### Problem to work on
Reproduce each of the rows below without changing a single character.

Dataset records:
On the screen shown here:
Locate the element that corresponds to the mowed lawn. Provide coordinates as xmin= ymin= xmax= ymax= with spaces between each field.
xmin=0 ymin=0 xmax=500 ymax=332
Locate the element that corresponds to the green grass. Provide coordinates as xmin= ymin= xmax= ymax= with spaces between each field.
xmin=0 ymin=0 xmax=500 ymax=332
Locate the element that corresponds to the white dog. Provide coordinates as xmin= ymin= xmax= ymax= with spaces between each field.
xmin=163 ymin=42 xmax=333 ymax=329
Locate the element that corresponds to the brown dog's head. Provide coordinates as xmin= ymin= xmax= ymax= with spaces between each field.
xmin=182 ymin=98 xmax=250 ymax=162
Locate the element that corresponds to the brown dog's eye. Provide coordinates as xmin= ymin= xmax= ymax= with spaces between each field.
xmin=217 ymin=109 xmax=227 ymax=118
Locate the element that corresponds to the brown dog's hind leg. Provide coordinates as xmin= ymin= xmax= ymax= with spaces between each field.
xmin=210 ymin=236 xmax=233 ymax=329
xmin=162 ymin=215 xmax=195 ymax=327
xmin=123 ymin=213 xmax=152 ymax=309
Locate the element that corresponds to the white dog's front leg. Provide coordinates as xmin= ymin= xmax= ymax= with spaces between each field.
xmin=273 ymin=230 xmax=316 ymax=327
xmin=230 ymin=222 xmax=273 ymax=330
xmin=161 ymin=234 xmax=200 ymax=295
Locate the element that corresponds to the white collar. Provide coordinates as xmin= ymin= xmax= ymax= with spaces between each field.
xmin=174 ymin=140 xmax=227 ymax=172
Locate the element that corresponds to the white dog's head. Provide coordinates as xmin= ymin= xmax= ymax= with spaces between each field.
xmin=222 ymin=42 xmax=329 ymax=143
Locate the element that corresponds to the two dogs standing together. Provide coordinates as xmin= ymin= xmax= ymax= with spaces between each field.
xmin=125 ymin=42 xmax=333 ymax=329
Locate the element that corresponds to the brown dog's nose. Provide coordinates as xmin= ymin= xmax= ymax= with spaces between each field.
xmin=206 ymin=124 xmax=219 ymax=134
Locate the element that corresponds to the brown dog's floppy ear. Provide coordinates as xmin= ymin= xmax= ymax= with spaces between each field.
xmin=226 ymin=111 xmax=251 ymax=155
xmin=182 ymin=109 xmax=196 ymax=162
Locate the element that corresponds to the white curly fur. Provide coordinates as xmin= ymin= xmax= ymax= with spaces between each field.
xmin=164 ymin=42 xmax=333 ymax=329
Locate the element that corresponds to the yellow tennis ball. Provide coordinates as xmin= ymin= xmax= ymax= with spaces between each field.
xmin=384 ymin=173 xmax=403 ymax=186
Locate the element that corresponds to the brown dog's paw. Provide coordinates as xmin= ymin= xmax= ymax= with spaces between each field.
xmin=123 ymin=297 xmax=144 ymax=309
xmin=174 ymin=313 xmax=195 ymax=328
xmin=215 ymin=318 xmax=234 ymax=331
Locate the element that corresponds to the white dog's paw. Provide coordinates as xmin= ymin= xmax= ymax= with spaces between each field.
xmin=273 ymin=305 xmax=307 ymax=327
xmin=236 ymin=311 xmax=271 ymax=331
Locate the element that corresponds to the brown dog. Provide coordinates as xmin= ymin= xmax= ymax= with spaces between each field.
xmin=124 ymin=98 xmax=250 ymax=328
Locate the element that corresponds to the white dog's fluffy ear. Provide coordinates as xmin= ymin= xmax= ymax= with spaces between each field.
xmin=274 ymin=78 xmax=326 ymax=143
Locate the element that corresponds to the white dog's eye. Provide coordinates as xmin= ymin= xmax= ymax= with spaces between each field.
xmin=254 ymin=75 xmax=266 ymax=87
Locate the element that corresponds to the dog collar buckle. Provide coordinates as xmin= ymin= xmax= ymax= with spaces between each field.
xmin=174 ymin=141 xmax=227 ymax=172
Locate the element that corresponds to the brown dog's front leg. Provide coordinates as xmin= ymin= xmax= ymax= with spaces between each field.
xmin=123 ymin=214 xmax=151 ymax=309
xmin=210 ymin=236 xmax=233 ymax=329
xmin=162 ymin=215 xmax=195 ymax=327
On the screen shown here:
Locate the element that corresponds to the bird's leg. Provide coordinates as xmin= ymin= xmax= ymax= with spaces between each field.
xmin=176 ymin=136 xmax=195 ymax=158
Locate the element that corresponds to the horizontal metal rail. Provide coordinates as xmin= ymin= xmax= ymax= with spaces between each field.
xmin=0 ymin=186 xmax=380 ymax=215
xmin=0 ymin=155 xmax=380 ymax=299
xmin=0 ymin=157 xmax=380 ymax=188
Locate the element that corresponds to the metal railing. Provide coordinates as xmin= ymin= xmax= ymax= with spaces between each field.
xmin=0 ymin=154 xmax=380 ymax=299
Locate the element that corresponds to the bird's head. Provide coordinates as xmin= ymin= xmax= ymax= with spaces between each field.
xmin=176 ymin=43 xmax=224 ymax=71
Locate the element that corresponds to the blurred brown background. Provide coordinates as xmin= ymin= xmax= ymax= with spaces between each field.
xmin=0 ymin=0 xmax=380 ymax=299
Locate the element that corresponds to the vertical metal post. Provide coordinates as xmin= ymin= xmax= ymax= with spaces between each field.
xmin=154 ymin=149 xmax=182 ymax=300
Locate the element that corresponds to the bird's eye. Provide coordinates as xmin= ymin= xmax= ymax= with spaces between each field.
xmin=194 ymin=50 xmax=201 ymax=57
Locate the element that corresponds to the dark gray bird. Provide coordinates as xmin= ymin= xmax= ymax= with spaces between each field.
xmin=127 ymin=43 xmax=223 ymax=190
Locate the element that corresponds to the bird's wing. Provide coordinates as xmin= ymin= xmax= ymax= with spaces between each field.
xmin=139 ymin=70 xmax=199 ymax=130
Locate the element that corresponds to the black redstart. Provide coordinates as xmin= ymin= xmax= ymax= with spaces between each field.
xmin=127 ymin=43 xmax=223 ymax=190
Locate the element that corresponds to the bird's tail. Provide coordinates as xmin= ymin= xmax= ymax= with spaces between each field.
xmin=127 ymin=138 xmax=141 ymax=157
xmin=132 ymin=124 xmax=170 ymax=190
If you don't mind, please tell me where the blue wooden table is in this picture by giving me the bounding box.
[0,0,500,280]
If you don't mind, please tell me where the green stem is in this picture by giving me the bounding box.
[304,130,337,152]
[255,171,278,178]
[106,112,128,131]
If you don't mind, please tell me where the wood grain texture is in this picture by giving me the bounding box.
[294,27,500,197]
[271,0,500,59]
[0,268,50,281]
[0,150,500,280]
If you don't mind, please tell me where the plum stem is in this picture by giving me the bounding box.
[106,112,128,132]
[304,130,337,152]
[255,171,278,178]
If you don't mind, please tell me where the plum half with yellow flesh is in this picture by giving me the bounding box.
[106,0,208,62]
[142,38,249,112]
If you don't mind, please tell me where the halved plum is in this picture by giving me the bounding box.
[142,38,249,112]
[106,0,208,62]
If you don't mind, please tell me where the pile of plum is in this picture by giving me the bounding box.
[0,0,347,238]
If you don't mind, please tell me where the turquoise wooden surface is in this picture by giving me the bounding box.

### Exercise answer
On the screen shown here:
Locate the element that corresponds to the mowed lawn. Provide coordinates as xmin= ymin= xmax= ymax= with spaces between each field.
xmin=0 ymin=0 xmax=500 ymax=332
Locate the element that corresponds to the green grass. Provide coordinates as xmin= ymin= xmax= ymax= with spaces between each field.
xmin=0 ymin=0 xmax=500 ymax=332
Locate the element that corresponds to the white dog. Provide coordinates as xmin= ymin= xmax= ymax= with spaces between each field.
xmin=163 ymin=42 xmax=333 ymax=329
Locate the element that corresponds to the brown dog's head. Provide coordinates as xmin= ymin= xmax= ymax= with spaces between each field.
xmin=182 ymin=98 xmax=250 ymax=162
Locate the element that corresponds to the brown dog's eye. Provide coordinates as xmin= ymin= xmax= ymax= with spaces between each field.
xmin=217 ymin=109 xmax=227 ymax=118
Locate the element that corresponds to the brown dog's hind leg. Provide coordinates as xmin= ymin= xmax= ymax= with spaces between each field.
xmin=210 ymin=236 xmax=233 ymax=329
xmin=162 ymin=215 xmax=195 ymax=327
xmin=123 ymin=213 xmax=152 ymax=309
Locate the element that corresponds to the white dog's front leg. Provide coordinates as xmin= ymin= xmax= ymax= with spaces between each field.
xmin=273 ymin=230 xmax=316 ymax=327
xmin=230 ymin=222 xmax=273 ymax=330
xmin=161 ymin=234 xmax=200 ymax=295
Locate the element that corresponds to the white collar. Provide coordinates as xmin= ymin= xmax= ymax= with spaces between each field.
xmin=174 ymin=140 xmax=227 ymax=172
Locate the element that corresponds to the white dog's head. Provide coordinates as xmin= ymin= xmax= ymax= with spaces between each field.
xmin=222 ymin=42 xmax=329 ymax=143
Locate the element that corresponds to the two dogs standing together. Provide coordinates as xmin= ymin= xmax= ymax= with spaces between each field.
xmin=125 ymin=42 xmax=333 ymax=329
Locate the element that corresponds to the brown dog's nose. Provide coordinates as xmin= ymin= xmax= ymax= with spaces between each field.
xmin=206 ymin=124 xmax=219 ymax=134
Locate the element that corresponds to the brown dog's floppy ear. Provide coordinates as xmin= ymin= xmax= ymax= with spaces between each field.
xmin=226 ymin=111 xmax=251 ymax=155
xmin=182 ymin=109 xmax=196 ymax=162
Locate the element that corresponds to the white curly fur. Provide coordinates as xmin= ymin= xmax= ymax= with spaces between each field.
xmin=164 ymin=42 xmax=333 ymax=329
Locate the element that corresponds to the yellow tennis ball. Provide coordinates as xmin= ymin= xmax= ymax= with spaces between each field.
xmin=384 ymin=173 xmax=403 ymax=186
Locate the element that corresponds to the brown dog's paw. Provide coordinates as xmin= ymin= xmax= ymax= with spaces between each field.
xmin=123 ymin=297 xmax=144 ymax=309
xmin=174 ymin=313 xmax=195 ymax=328
xmin=215 ymin=318 xmax=234 ymax=331
Locate the element that corresponds to the white dog's paw. Provide coordinates as xmin= ymin= xmax= ymax= with spaces between each field.
xmin=273 ymin=305 xmax=307 ymax=327
xmin=236 ymin=311 xmax=271 ymax=331
Locate the element that corresponds to the brown dog. Provide coordinates as xmin= ymin= xmax= ymax= with spaces between each field.
xmin=124 ymin=98 xmax=250 ymax=328
Locate the element that corresponds to the white dog's fluffy ear. Provide coordinates as xmin= ymin= xmax= ymax= with spaces between each field.
xmin=274 ymin=78 xmax=326 ymax=143
Locate the element that corresponds to the white dog's eye. Provide coordinates as xmin= ymin= xmax= ymax= with spaces between each field.
xmin=254 ymin=75 xmax=266 ymax=87
Locate the element that corresponds to the dog collar buckle. Provide coordinates as xmin= ymin= xmax= ymax= with spaces between each field.
xmin=174 ymin=141 xmax=227 ymax=172
Locate the element that corresponds to the brown dog's front leg. Provide coordinates as xmin= ymin= xmax= ymax= with spaces between each field.
xmin=123 ymin=214 xmax=151 ymax=309
xmin=210 ymin=236 xmax=233 ymax=329
xmin=162 ymin=215 xmax=195 ymax=327
On the screen shown here:
Locate the element that corresponds to the bird's leg. Provide coordinates as xmin= ymin= xmax= ymax= with spaces between each field.
xmin=176 ymin=136 xmax=195 ymax=158
Locate the element that corresponds to the horizontal metal rail. Provide coordinates as xmin= ymin= xmax= ymax= with spaces between each field.
xmin=0 ymin=186 xmax=380 ymax=215
xmin=0 ymin=155 xmax=380 ymax=299
xmin=0 ymin=157 xmax=380 ymax=188
Locate the element that corresponds to the metal railing. Provide coordinates as xmin= ymin= xmax= ymax= with spaces between each field.
xmin=0 ymin=154 xmax=380 ymax=299
Locate the element that corresponds to the bird's head. Provide coordinates as xmin= ymin= xmax= ymax= with spaces between each field.
xmin=176 ymin=43 xmax=224 ymax=71
Locate the element that corresponds to the blurred brown background. Provide coordinates as xmin= ymin= xmax= ymax= with spaces between each field.
xmin=0 ymin=0 xmax=380 ymax=299
Locate the element that corresponds to the vertical metal post. Provide coordinates as xmin= ymin= xmax= ymax= with spaces between each field.
xmin=154 ymin=149 xmax=182 ymax=300
Locate the element that corresponds to the bird's eye. Provide coordinates as xmin= ymin= xmax= ymax= with spaces between each field.
xmin=194 ymin=50 xmax=201 ymax=57
Locate the element that corresponds to the dark gray bird. Provide coordinates as xmin= ymin= xmax= ymax= with spaces between each field.
xmin=127 ymin=43 xmax=223 ymax=190
Locate the element that corresponds to the bird's wing. Provide coordinates as xmin= ymin= xmax= ymax= with spaces between each field.
xmin=139 ymin=70 xmax=199 ymax=130
Locate the element that corresponds to the black redstart. Provide coordinates as xmin= ymin= xmax= ymax= with spaces between each field.
xmin=127 ymin=43 xmax=223 ymax=190
Locate the element that corresponds to the bird's tail. Provide coordinates as xmin= ymin= xmax= ymax= with spaces between each field.
xmin=127 ymin=138 xmax=141 ymax=157
xmin=132 ymin=124 xmax=170 ymax=190
If you don't mind, please tell me where the blue wooden table is in this picture by giving me the bounding box.
[0,0,500,280]
If you don't mind, please tell me where the green stem is in this picture by giving me the bounding box.
[304,130,337,152]
[255,171,278,178]
[106,112,128,131]
If you don't mind, please tell me where the wood grain texture is in this picture by giving me the bounding box.
[294,27,500,197]
[271,0,500,59]
[0,268,50,281]
[0,150,500,280]
If you don't mind, please tell me where the plum stem is in this picture by giving me the bounding box.
[106,112,128,132]
[304,130,337,152]
[255,171,278,178]
If you don't mind, please tell me where the plum half with yellow flesh is in this picture by giving me the bounding box.
[106,0,208,62]
[142,38,249,112]
If you don't mind, please tell me where the halved plum is in this picture by giving me the bounding box.
[142,38,249,112]
[106,0,208,62]
If you don't mind, please tell me where the pile of plum is in this picture by giving me the bounding box.
[0,0,347,238]
If you don't mind, please tell me where the turquoise wooden surface is in this picture by giving me the bounding box.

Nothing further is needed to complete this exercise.